EXTRACT:
========

I don't believe that cars exist. To me they're just trucks, sedans, SUVs, and other motor vehicles.

Unfortunately for you, Mal, not to mention every other conservative positive minded solipsist in the world, it's really not enough that *you* don't understand a concept well enough to believe that such a thing actually exists. It does exist. It, in itself, is a description of long known and observed behaviors among human beings, in regards to how a person's culture is conflated with their appearance, and in what ways other human beings make assumptions about culture, or even about a person's most basic humanity, based on appearance.

Again, this phenomenon does not require your understanding to be real. It is real. The reason I say "your understanding" rather than "your belief" is because you do not understand what racism actually is, well enough to understand whether you yourself believe it exists or not. The statements, "I don't believe racism exists" and "it's all about culture and mindset," are at odds with each other. Racism is deeply cultural- it is the rejection of other cultures and the people associated with them, allowing one culture to define another as inferior, and so draw similar conclusions about the people of other cultures themselves.

Ask yourself if this doesn't exist in what you lovingly refer to as "the real world:" a middle class Asian American guy walks up to a gas station window to ask directions. The guy behind the counter is from Pakistan or Afghanistan, and his English is very poor. He doesn't understand the American, and anyway he has suffered quite a bit in the past few years from personal hardships, so he yells at the guy to get lost, or he'll call the cops. The American guy walks away, and in his mind he processes the events. He knows nothing about the foreigner's situation, so perhaps he assumes the foreigner is lazy, or on drugs, or a criminal. He sees this all the time- the city is full of people like that from these middle eastern countries. Maybe there is something genetic about these middle easterners that makes them do all these terrible things to each other. That, Mal, is racism. Most racism is directed at no one in particular, is unorganized, unspoken, unacted upon. The Asian American will, from now on, make sure to stop at the gas station where the white guy runs the counter- and when he sees an Arab, he goes somewhere else. *He knows better than to deal with those people.* And in such a confined scenario, he is not even wrong insofar as he thinks about it at all.

I live in a city where practically the only time you would ever expect to see a black face at all will be on the street, in a tourist area, selling drugs. Otherwise blacks are British tourists, Americans, or too rarely locals with honest jobs. But it takes a person who has been educated, not just by his own experiences, and not just "in the real world," but yes, dammit, in books and studies, to see that the world's population of black people is not in itself defined by drug dealing in a small European country. The thing is, if you never went to school, and you lived in Central Europe, you would be *totally* justified in assuming that all black people, everywhere, are drug dealers. Practically speaking you'd be right most of the time in your limited world.

But there's the rub my friend, you'd still be wrong. You'd be ignorant, and you'd be wrong.

========

SOURCE INFORMATION:
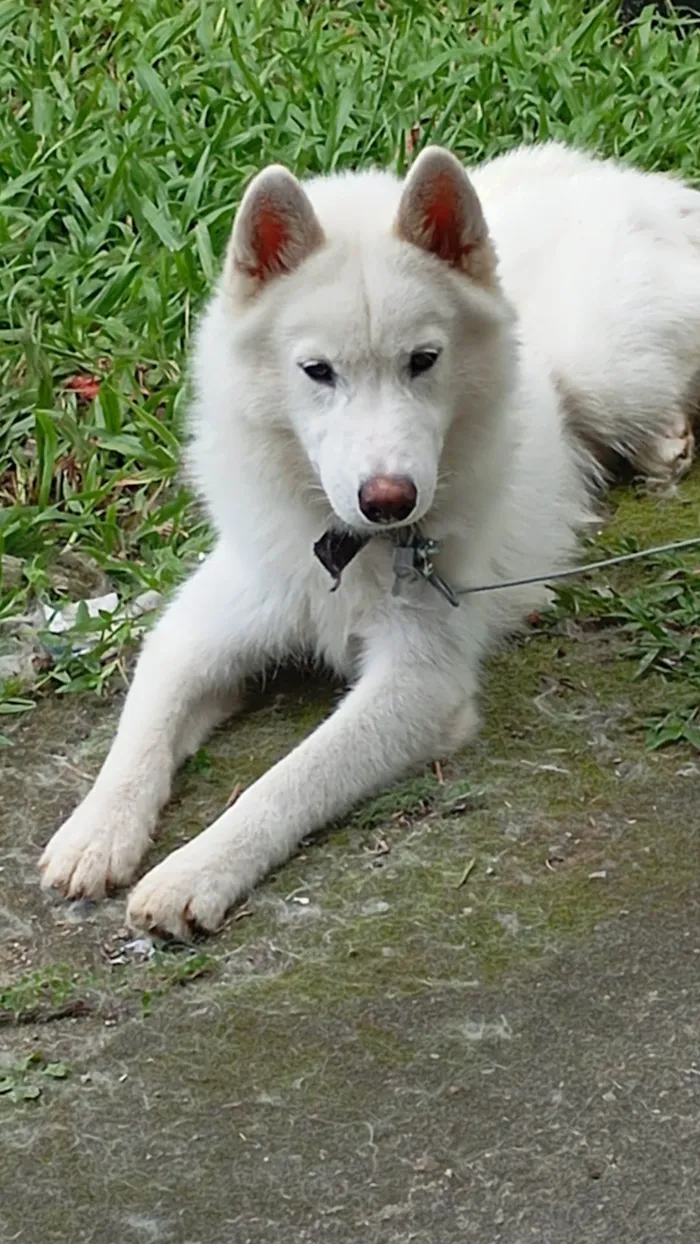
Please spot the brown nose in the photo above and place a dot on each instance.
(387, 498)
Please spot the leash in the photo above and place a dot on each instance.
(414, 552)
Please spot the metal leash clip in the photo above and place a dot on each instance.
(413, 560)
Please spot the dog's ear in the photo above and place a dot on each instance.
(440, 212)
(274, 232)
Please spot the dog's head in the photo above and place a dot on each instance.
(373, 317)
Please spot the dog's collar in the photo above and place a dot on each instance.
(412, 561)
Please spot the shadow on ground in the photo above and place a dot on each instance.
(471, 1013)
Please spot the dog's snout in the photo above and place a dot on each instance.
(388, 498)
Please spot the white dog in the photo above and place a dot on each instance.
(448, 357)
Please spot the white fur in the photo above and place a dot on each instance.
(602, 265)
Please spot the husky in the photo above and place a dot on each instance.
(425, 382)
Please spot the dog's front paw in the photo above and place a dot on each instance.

========

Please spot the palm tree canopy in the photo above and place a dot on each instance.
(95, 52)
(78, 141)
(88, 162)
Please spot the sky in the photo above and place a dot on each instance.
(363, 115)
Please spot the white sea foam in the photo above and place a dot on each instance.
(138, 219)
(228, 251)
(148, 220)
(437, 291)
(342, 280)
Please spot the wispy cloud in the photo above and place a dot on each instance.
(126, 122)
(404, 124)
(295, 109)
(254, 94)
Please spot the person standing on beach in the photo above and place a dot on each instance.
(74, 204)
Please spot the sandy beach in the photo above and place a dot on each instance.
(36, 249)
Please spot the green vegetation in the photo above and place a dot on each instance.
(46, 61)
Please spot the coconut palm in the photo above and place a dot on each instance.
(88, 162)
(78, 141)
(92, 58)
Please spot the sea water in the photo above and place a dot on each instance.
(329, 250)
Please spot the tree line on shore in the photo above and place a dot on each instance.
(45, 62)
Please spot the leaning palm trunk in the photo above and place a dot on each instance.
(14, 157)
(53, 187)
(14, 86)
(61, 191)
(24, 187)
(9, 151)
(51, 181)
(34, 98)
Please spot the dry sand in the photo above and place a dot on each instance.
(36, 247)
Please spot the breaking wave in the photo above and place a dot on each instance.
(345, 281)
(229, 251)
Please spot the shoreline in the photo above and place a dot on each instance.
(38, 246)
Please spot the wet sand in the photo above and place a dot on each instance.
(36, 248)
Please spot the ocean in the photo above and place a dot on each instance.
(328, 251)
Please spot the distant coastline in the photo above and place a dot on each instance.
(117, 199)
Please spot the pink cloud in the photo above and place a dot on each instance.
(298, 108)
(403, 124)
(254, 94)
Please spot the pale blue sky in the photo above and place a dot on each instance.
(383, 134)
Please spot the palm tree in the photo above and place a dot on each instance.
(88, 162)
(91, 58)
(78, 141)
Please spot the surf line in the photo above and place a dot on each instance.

========

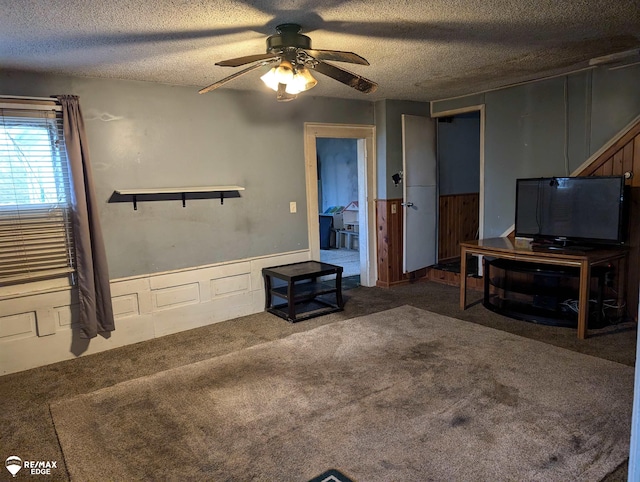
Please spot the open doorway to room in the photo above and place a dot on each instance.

========

EXERCISE REQUIREMENTS: Write out, word for word, the part of the text on racism that opens with the words "I live in a" and closes with "your limited world.".

FINAL ANSWER:
I live in a city where practically the only time you would ever expect to see a black face at all will be on the street, in a tourist area, selling drugs. Otherwise blacks are British tourists, Americans, or too rarely locals with honest jobs. But it takes a person who has been educated, not just by his own experiences, and not just "in the real world," but yes, dammit, in books and studies, to see that the world's population of black people is not in itself defined by drug dealing in a small European country. The thing is, if you never went to school, and you lived in Central Europe, you would be *totally* justified in assuming that all black people, everywhere, are drug dealers. Practically speaking you'd be right most of the time in your limited world.